16. Advanced Vision-Language¶

Overview¶

Vision-Language Models (VLMs) are models that understand both images and text together. This lesson covers state-of-the-art VLM architectures like LLaVA and Qwen-VL, as well as Visual Instruction Tuning techniques.

1. VLM Paradigm¶

1.1 Evolution¶

┌──────────────────────────────────────────────────────────────────┐
│                    VLM Evolution                                 │
├──────────────────────────────────────────────────────────────────┤
│                                                                  │
│  2021: CLIP                                                      │
│  - Image-Text contrastive learning                              │
│  - Zero-shot classification                                     │
│                                                                  │
│  2022: Flamingo                                                  │
│  - Inject visual tokens into LLM                                │
│  - Few-shot vision-language learning                            │
│                                                                  │
│  2023: LLaVA                                                     │
│  - Visual Instruction Tuning                                    │
│  - Open-source GPT-4V alternative                               │
│                                                                  │
│  2024: LLaVA-NeXT, Qwen-VL, Phi-3-Vision                        │
│  - High resolution, multi-image, video                          │
│  - Commercial-grade performance                                 │
│                                                                  │
└──────────────────────────────────────────────────────────────────┘

1.2 Architecture Comparison¶

Model	Vision Encoder	LLM	Connection Method
LLaVA	CLIP ViT-L	Vicuna/LLaMA	Linear Projection
Qwen-VL	ViT-G	Qwen	Cross-Attention
InternVL	InternViT	InternLM	MLP
Phi-3-Vision	CLIP ViT	Phi-3	Linear
GPT-4V	Unknown	GPT-4	Unknown

2. LLaVA (Large Language and Vision Assistant)¶

2.1 Architecture¶

LLaVA Structure:

Image → CLIP ViT-L/14 → Visual Features (576 tokens)

- - -

### Your objective
Copy the vision-language lesson from "Vision-Language Models (VLMs)" up to and including "Instruction Tuning techniques.", swapping "state-of-the-art" for "cutting-edge".

- - -

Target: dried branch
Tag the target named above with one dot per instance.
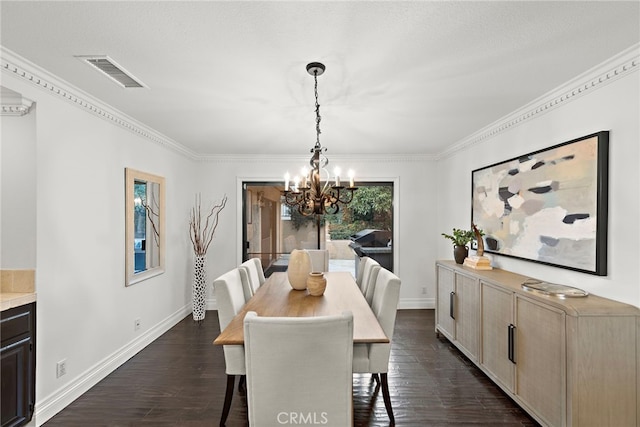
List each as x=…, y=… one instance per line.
x=202, y=236
x=154, y=217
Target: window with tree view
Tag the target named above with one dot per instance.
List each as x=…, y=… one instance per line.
x=362, y=228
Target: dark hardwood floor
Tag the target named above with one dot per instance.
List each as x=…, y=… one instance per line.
x=179, y=380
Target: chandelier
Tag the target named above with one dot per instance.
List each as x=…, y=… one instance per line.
x=315, y=193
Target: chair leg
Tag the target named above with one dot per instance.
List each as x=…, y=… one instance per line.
x=387, y=398
x=231, y=380
x=241, y=384
x=376, y=378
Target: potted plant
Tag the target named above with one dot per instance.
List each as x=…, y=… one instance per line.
x=460, y=239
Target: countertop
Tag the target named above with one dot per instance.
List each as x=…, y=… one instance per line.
x=15, y=299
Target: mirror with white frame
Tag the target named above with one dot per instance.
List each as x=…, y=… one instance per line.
x=145, y=217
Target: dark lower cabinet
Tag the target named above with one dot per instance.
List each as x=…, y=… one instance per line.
x=18, y=365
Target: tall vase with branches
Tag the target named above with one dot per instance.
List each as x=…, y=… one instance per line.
x=201, y=231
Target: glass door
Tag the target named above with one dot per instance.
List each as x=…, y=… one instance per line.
x=363, y=228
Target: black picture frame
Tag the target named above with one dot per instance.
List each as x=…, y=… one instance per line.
x=549, y=206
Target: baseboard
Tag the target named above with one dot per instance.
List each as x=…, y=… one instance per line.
x=416, y=303
x=61, y=398
x=404, y=304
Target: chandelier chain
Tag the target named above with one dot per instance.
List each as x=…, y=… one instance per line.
x=318, y=118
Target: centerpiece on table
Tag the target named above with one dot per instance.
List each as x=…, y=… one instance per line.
x=201, y=237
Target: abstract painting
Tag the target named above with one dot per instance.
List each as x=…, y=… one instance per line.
x=549, y=206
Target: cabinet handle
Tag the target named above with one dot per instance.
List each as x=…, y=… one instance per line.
x=452, y=299
x=511, y=334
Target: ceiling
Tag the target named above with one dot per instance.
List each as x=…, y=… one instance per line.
x=402, y=77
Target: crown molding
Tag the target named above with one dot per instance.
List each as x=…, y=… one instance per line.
x=290, y=158
x=39, y=77
x=626, y=62
x=16, y=108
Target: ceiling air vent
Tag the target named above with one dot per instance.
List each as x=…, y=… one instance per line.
x=112, y=70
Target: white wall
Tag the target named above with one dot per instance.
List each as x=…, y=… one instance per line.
x=415, y=212
x=614, y=106
x=85, y=314
x=18, y=169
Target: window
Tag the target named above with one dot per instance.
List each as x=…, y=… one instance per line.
x=275, y=229
x=144, y=233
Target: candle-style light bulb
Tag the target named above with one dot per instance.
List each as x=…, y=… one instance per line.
x=336, y=172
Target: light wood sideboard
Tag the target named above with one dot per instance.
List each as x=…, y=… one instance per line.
x=566, y=361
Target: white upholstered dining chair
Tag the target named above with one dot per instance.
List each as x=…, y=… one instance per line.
x=319, y=259
x=374, y=358
x=370, y=271
x=230, y=298
x=255, y=275
x=299, y=369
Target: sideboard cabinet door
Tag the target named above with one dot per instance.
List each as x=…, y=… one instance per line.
x=540, y=359
x=497, y=319
x=457, y=311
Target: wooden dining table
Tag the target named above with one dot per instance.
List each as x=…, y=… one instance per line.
x=276, y=298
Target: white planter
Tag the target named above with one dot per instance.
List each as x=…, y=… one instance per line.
x=199, y=287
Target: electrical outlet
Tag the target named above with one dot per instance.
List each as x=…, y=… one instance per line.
x=61, y=368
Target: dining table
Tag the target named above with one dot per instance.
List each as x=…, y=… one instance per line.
x=276, y=298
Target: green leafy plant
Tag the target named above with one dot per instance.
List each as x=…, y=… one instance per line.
x=460, y=237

- - -

### Final answer
Vision-Language Models (VLMs) are models that understand both images and text together. This lesson covers cutting-edge VLM architectures like LLaVA and Qwen-VL, as well as Visual Instruction Tuning techniques.